▶ [What the task requires] Reproduce the lines below word for word, from the first one through the line holding "269;123;281;135", both included. Leave the pictures out of your answer.

▶ [Provided data]
↓

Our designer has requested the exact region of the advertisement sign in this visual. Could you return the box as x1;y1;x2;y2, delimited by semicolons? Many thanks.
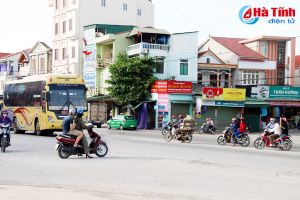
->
202;87;246;101
257;86;300;100
269;86;300;100
151;81;193;94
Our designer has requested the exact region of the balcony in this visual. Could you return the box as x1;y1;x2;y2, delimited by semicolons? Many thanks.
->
127;42;170;56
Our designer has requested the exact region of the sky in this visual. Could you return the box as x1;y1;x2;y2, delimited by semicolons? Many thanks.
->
0;0;300;54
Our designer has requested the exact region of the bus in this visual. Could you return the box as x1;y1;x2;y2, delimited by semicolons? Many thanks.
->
3;74;88;135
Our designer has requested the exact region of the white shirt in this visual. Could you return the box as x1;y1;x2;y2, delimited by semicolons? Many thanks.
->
269;123;281;135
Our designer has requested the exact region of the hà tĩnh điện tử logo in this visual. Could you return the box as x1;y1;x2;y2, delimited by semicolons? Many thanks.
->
239;5;296;25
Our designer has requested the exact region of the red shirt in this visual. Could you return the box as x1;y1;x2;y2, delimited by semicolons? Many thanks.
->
240;121;247;133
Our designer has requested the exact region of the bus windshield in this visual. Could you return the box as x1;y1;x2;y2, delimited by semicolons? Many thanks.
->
48;84;87;111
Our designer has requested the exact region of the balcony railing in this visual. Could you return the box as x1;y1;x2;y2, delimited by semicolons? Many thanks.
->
127;42;170;55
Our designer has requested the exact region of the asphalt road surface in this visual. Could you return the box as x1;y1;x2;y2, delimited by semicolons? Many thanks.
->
0;128;300;200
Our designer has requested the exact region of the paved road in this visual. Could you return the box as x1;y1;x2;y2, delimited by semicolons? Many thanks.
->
0;129;300;200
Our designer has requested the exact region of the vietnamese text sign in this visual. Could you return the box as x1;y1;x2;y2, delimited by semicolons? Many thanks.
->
202;87;246;101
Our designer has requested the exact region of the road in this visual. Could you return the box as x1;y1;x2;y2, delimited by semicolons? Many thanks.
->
0;128;300;200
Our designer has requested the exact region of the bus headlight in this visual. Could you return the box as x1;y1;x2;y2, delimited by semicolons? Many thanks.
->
48;116;54;123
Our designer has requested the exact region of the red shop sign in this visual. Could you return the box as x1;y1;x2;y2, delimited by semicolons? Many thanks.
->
151;81;193;94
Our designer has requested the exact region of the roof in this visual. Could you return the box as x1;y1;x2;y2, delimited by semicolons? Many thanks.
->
0;52;11;58
211;37;267;60
128;27;171;37
295;55;300;68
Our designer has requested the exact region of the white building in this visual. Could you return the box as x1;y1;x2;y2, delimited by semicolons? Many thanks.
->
49;0;154;74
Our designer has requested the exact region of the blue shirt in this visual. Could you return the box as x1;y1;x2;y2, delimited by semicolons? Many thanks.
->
62;115;73;133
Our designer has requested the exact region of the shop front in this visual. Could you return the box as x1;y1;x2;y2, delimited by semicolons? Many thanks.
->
195;87;246;130
151;81;194;128
257;86;300;127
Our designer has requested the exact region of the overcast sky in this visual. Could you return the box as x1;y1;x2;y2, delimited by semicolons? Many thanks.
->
0;0;300;54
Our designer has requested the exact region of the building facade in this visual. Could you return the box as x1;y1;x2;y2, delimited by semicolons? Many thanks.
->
49;0;154;74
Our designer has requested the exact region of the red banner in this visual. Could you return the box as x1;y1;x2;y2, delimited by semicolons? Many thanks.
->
151;81;193;94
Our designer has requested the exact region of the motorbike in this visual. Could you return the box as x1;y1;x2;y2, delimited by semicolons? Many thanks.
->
254;131;293;151
161;122;173;135
164;120;196;143
0;124;10;153
217;126;250;147
199;123;216;135
55;134;108;159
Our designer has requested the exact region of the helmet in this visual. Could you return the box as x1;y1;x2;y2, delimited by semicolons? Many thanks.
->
69;108;76;115
2;110;8;115
76;108;83;117
87;123;94;131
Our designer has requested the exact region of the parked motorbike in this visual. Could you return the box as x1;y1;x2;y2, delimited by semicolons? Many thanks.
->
217;126;250;147
55;134;108;159
199;123;216;135
0;124;10;153
254;131;293;151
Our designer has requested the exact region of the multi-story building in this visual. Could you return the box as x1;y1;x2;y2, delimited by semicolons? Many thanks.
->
49;0;154;74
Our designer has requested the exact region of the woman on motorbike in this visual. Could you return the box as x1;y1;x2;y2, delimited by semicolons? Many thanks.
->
0;110;12;145
75;109;92;158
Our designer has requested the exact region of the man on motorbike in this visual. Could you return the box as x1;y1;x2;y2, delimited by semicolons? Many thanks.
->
75;109;92;158
269;119;281;146
62;109;83;147
233;117;247;140
0;110;12;146
231;118;239;143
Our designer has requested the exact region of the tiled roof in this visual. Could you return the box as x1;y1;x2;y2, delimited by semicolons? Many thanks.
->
211;37;267;60
295;55;300;68
0;52;10;58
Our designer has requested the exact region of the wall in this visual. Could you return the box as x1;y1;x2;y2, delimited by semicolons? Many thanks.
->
163;32;198;82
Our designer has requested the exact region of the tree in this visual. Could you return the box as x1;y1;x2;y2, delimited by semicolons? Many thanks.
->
106;55;156;106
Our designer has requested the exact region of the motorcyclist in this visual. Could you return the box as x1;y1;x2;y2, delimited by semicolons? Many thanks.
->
233;117;247;140
87;123;101;144
62;109;83;150
230;118;239;143
0;110;12;145
74;109;92;158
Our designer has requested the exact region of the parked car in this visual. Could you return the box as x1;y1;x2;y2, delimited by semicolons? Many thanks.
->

↑

▶ [Correct response]
Our designer has requested the exact region of the advertisement sign in this visual. Could you return the box as x1;y1;x2;y2, delimited by semicolons? Many thanks.
->
202;87;246;101
257;86;300;100
269;86;300;100
151;81;193;94
Our designer has requested the exact region of the balcony in this visual. Could you return the box as x1;y1;x2;y2, delimited by semicolons? Many thanks.
->
127;42;170;56
Our designer has requested the exact region of the sky in this visual. Could you return the box as x1;y1;x2;y2, delimited by semicolons? Many thanks.
->
0;0;300;54
Our designer has requested the exact region of the bus in this visual. Could you return the box as x1;y1;x2;y2, delimited by semicolons? Many thanks.
->
3;74;88;135
Our designer has requested the exact region of the white shirt in this visual. Could you return the box as x1;y1;x2;y2, delimited by semicolons? Many thanks.
->
269;123;281;135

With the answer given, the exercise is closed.